*** Record set
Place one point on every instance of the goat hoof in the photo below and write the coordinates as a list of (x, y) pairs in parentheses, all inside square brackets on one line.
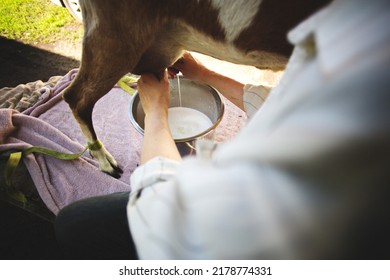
[(116, 172)]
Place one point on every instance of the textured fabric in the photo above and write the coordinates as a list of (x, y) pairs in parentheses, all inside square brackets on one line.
[(47, 121), (307, 177)]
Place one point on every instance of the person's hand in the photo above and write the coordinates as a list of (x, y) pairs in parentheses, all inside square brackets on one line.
[(154, 94), (189, 67)]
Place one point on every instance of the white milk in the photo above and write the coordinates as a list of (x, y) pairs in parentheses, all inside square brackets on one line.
[(186, 122)]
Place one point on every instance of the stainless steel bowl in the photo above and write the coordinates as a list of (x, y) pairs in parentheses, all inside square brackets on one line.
[(194, 95)]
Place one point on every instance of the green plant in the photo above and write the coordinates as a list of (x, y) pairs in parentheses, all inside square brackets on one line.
[(33, 21)]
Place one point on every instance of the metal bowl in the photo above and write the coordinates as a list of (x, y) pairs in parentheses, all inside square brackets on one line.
[(194, 95)]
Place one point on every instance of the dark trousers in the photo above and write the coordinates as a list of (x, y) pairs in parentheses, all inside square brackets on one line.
[(96, 228)]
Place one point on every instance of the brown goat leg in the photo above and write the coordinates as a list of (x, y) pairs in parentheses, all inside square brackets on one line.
[(81, 97)]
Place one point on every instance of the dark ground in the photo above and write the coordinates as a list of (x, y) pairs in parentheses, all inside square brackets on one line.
[(24, 235)]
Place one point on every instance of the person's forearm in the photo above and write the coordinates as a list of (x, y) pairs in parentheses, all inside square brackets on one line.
[(158, 140), (231, 89)]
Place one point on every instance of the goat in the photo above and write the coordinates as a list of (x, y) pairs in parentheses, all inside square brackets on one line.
[(141, 36)]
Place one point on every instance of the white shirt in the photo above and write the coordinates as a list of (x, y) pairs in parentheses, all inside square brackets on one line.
[(306, 171)]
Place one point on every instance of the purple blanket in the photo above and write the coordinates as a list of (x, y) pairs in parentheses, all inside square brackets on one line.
[(50, 123)]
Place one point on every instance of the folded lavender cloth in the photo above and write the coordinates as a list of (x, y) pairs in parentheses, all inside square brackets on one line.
[(49, 123)]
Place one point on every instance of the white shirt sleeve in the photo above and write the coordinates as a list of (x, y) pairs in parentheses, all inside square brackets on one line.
[(300, 176)]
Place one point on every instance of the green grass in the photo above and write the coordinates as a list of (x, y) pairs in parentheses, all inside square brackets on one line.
[(37, 21)]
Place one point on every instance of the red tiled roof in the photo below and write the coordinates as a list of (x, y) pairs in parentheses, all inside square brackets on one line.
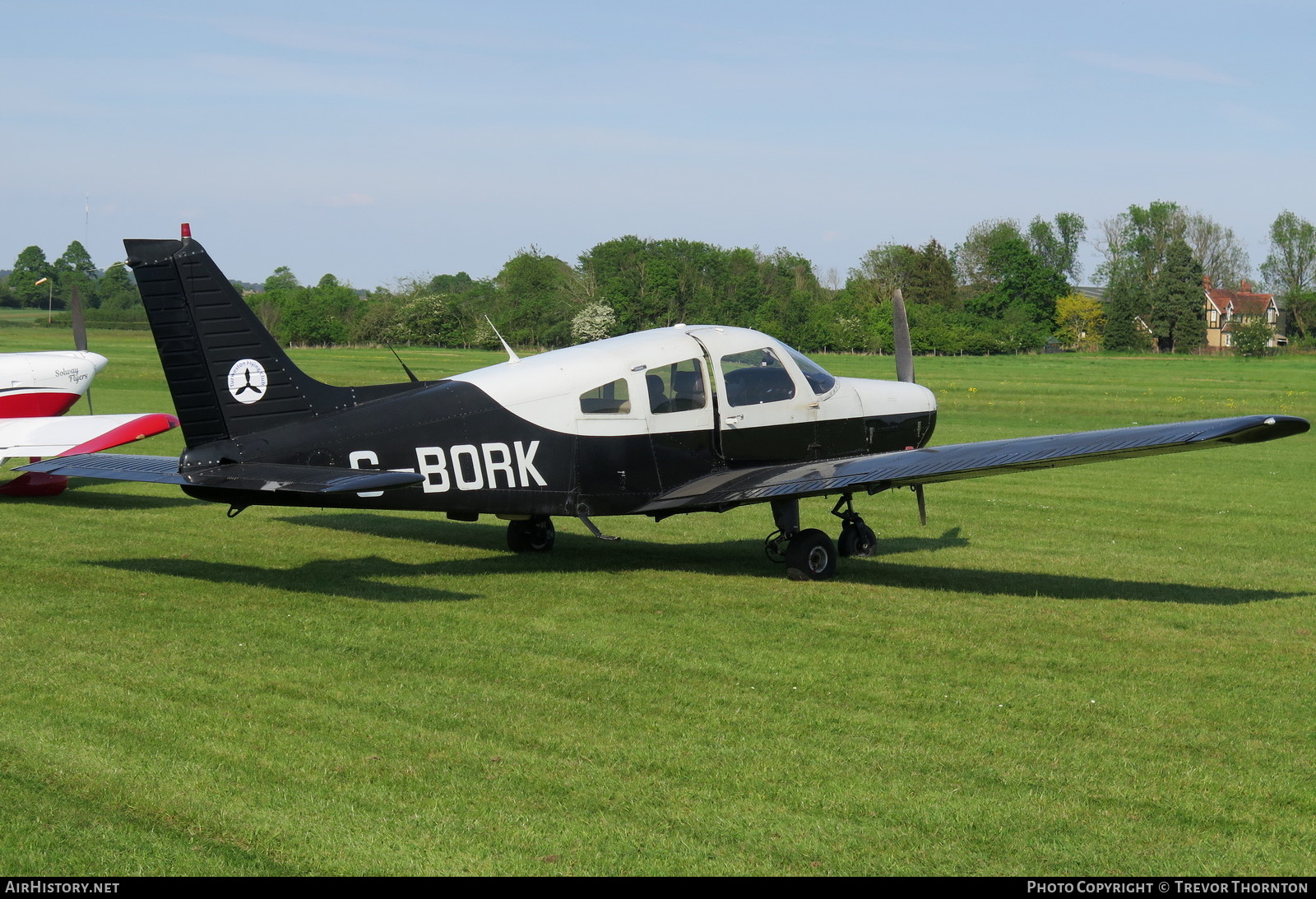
******
▶ **Your task**
Exact reproduction of the entries above is what's needed; images stay out.

▶ **Answer for this exercise**
Place one point on every instance of the goat hoof in the photo below and write the coordinates as a list of (x, y) pairs in parentheses, all inside square brackets on one line.
[(116, 172)]
Place one point on every instance of the textured fabric in the photo above and write the coordinates as a list of (x, y) pairs in parentheses, all inside square brackets on one line.
[(47, 121), (307, 177)]
Place one point on every instance of the person's hand in the photo above and write the coordinates as a list of (x, y) pairs in parentheses, all inside square brackets on one line.
[(154, 94), (189, 67)]
Place one point on every instance of the white milk in the photo above and write the coordinates as a list of (x, y) pairs in parentheses, all inside square brackets on one line.
[(186, 122)]
Place one point on every instance of the stainless steel bowl in the photo above and write the coordinates as a list of (x, y) pairs in parentheses, all inside square brackets on one line.
[(194, 95)]
Place one point on every instance of the green plant in the photo above and write the coordinates as a list of (x, y) pairs in parentheses, all inside square brackets on one line.
[(33, 21)]
Place one point on every instance of the metal bowl in the photo above and write the coordinates as a list of (x, y) pairs in parentheses, all inside square brackets on one line.
[(194, 95)]
Place one point on every instance of the dark trousers in the photo above and write the coordinates as a list of (x, y) pairs in parentheses, all inside square brackets on one line.
[(96, 228)]
Place one point on every instance of the brown goat leg in the photo above and write the coordinates as a list of (x, y) pairs in parentheses, all inside square brackets on one line.
[(81, 97)]
Place one point on every instance of the dark ground in the photo above and write the coordinates as a list of (x, y) pairs in parentheses, all inside square brackets on one line.
[(24, 235)]
Place one point on every instance of the person's forearm in the photo above and write the coordinates as a list of (x, y) pairs in parentheses, all inside square brackets on one line.
[(158, 140), (231, 89)]
Place one point on every instance of the goat in the photo above and write the coordinates as a list of (x, y) pairs in parentheses, all inside square brackets on one line.
[(141, 36)]
Place one point on every instance of the white shirt in the photo above and write the coordinates as a list of (x, y) pairs in parentheses, all inside square brackets on one line.
[(306, 171)]
Place one point on every instance of the purple blanket in the photo above and write the coordinates as a list of (x, y) pairs in parentheses, all inside square brackets on one line.
[(50, 123)]
Place one point on every instance of the folded lavender cloth in the photo above and write the coordinates as a list of (x, y) pairs in parentheses, all inside square brackets on one line.
[(49, 123)]
Place one point on every instance of the white shirt sleeve in the photo above and write the coordinates as a list of (x, y) pairs in parentheses, all inside square brackets on one line.
[(300, 176)]
Place one point on every instance of the green grass in the photo above and write the coordinates as a list of (x, y) pairs in parentheses, all inside square brackets on one line.
[(37, 21)]
Place one point on every instance of the red tiled roof in the photo below and write the coordinates as a list of (x, y) pairs in parentheses, all inside square brackets on one line.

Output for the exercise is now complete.